## ACTION ITEM
Collect all lines below with the string "framework".

DATA LISTING below:

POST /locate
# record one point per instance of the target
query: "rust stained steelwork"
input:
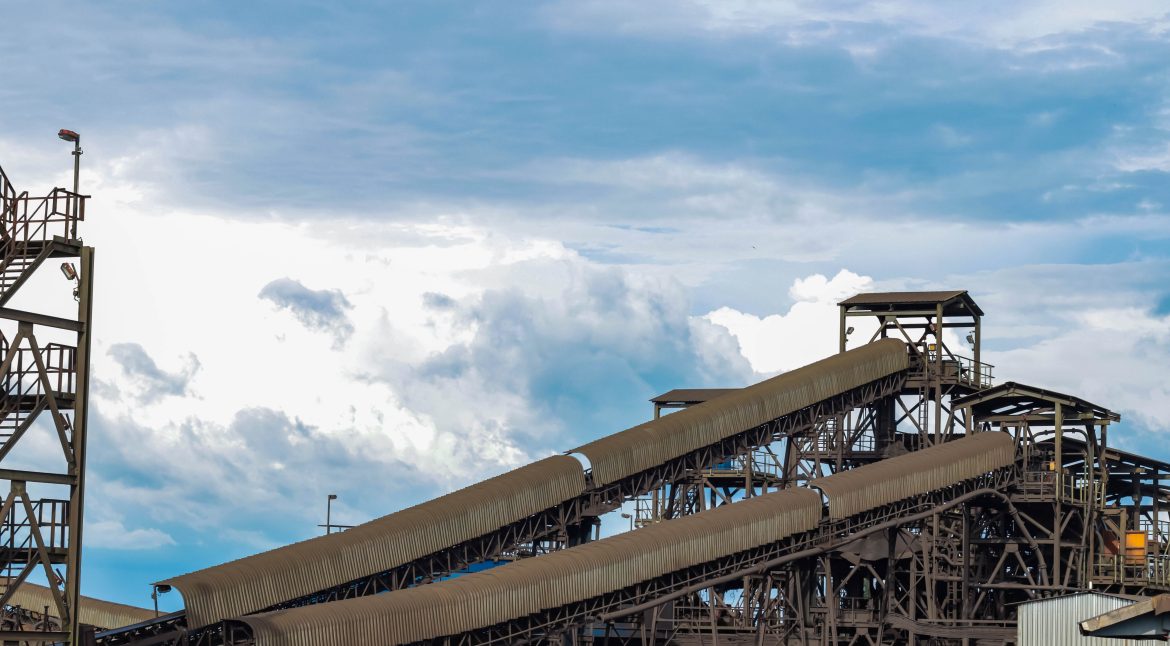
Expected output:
(94, 612)
(642, 447)
(887, 481)
(536, 584)
(257, 582)
(947, 564)
(586, 571)
(43, 377)
(270, 578)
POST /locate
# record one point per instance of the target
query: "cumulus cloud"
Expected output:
(1114, 357)
(148, 380)
(806, 332)
(116, 536)
(1004, 25)
(467, 352)
(322, 309)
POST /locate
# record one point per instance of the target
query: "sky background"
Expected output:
(385, 249)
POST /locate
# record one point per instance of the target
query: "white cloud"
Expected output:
(806, 332)
(1003, 23)
(115, 536)
(1114, 357)
(1144, 158)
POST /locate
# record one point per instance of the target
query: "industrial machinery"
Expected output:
(887, 494)
(43, 391)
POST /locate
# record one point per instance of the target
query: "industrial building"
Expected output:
(892, 493)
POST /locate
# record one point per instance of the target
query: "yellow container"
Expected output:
(1135, 548)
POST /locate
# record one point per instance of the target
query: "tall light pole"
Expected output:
(70, 136)
(329, 509)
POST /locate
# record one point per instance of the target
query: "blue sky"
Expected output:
(386, 249)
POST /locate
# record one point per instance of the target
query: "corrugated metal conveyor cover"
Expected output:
(916, 473)
(651, 444)
(535, 584)
(265, 579)
(95, 612)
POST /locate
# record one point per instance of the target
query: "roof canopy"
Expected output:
(690, 396)
(1011, 398)
(954, 302)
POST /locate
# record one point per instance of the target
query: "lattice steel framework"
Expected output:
(43, 396)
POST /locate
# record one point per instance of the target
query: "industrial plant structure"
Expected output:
(888, 494)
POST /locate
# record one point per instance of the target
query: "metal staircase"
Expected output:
(42, 390)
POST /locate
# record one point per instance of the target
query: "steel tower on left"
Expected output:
(45, 350)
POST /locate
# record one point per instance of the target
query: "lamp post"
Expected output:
(329, 509)
(70, 136)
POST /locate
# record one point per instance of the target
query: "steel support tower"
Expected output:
(43, 404)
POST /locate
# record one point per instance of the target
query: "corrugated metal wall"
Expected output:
(1052, 622)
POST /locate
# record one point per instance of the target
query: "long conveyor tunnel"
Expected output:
(546, 499)
(541, 598)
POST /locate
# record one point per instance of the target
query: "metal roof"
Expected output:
(585, 571)
(95, 612)
(266, 579)
(1012, 394)
(956, 302)
(690, 396)
(1144, 619)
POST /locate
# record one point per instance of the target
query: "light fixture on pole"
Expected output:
(329, 509)
(75, 138)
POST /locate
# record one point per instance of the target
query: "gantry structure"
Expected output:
(43, 398)
(888, 494)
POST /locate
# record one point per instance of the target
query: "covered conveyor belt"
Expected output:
(94, 612)
(488, 513)
(537, 586)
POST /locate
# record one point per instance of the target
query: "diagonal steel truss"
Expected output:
(43, 387)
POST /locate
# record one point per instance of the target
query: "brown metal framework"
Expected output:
(43, 389)
(566, 524)
(947, 567)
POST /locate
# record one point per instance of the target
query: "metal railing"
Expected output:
(28, 220)
(7, 194)
(22, 378)
(53, 517)
(1069, 487)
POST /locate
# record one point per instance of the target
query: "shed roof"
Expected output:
(690, 396)
(956, 302)
(1011, 397)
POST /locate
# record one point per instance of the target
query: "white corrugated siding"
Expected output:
(1050, 622)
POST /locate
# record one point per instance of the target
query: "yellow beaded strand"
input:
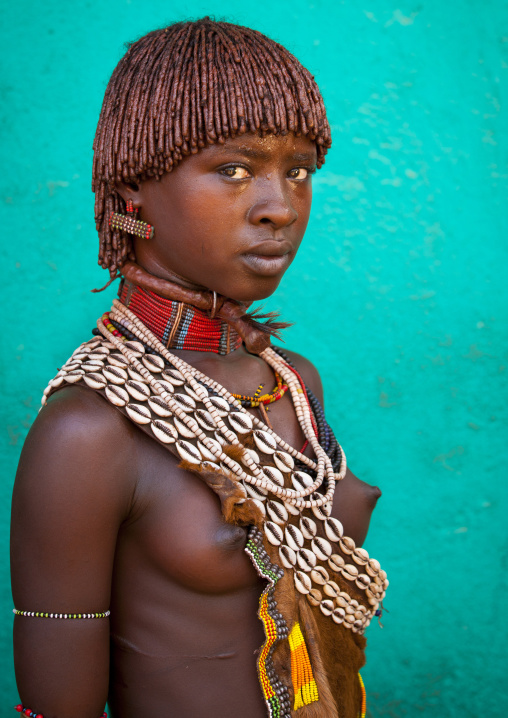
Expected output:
(304, 685)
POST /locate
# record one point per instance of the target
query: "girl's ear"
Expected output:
(130, 191)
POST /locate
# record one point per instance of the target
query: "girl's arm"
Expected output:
(71, 493)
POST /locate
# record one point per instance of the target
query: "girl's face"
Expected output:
(231, 217)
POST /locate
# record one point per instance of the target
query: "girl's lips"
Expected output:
(267, 265)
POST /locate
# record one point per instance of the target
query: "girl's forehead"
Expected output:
(257, 147)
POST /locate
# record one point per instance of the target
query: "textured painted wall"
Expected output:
(399, 292)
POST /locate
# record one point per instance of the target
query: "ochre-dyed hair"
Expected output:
(183, 88)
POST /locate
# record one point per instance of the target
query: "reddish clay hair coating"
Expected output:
(183, 88)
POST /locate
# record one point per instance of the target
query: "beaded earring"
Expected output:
(129, 222)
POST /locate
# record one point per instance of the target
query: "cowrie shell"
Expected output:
(135, 347)
(373, 567)
(331, 589)
(138, 413)
(116, 395)
(259, 505)
(166, 385)
(363, 581)
(326, 607)
(135, 375)
(321, 512)
(287, 556)
(336, 562)
(302, 582)
(254, 456)
(273, 533)
(338, 615)
(322, 548)
(74, 376)
(319, 575)
(118, 359)
(240, 422)
(94, 365)
(283, 461)
(95, 381)
(183, 429)
(347, 544)
(205, 419)
(220, 405)
(164, 431)
(314, 597)
(101, 348)
(303, 479)
(158, 406)
(294, 537)
(308, 527)
(191, 393)
(264, 441)
(173, 376)
(277, 512)
(188, 452)
(184, 401)
(361, 556)
(333, 529)
(71, 366)
(305, 559)
(115, 375)
(213, 446)
(348, 576)
(291, 509)
(138, 391)
(205, 452)
(274, 475)
(232, 466)
(351, 570)
(153, 363)
(256, 492)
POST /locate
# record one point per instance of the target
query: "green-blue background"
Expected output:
(399, 293)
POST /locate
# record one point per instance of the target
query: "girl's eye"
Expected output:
(299, 173)
(235, 172)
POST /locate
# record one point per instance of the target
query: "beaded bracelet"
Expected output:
(41, 614)
(31, 714)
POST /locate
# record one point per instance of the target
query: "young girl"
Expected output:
(185, 535)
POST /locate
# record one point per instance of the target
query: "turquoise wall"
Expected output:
(399, 293)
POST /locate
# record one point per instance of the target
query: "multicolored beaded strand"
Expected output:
(275, 693)
(198, 381)
(42, 614)
(178, 325)
(363, 710)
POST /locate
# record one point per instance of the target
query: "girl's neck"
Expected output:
(178, 325)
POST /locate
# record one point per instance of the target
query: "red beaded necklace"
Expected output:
(178, 325)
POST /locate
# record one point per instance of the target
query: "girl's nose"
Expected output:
(274, 209)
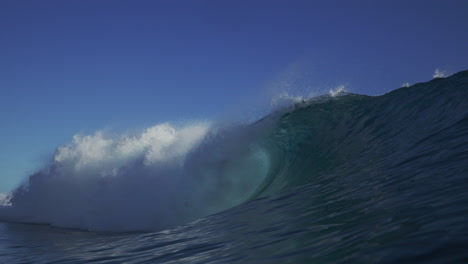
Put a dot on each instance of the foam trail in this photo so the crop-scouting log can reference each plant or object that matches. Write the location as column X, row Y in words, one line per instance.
column 163, row 177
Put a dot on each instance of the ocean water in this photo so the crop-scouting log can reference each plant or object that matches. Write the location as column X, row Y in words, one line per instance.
column 333, row 179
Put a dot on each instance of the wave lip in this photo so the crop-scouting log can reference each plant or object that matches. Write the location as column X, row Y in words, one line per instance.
column 160, row 178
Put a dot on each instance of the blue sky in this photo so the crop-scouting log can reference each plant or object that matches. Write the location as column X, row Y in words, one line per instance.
column 70, row 67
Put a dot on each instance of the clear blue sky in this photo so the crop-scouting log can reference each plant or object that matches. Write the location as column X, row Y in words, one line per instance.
column 77, row 66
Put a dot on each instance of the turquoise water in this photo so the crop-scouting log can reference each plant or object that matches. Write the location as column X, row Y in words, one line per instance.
column 347, row 179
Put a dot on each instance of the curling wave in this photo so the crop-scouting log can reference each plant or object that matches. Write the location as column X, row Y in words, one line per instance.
column 167, row 176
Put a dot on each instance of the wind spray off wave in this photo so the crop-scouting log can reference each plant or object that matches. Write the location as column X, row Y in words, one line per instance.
column 162, row 177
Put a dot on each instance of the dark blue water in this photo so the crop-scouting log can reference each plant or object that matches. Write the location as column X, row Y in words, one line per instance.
column 350, row 179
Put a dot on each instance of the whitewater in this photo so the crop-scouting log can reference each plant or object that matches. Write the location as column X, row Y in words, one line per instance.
column 337, row 178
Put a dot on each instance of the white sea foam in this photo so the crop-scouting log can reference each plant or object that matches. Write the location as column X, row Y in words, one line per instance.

End of DATA LISTING.

## ANSWER BELOW
query: "lattice steel framework"
query: "brown metal framework"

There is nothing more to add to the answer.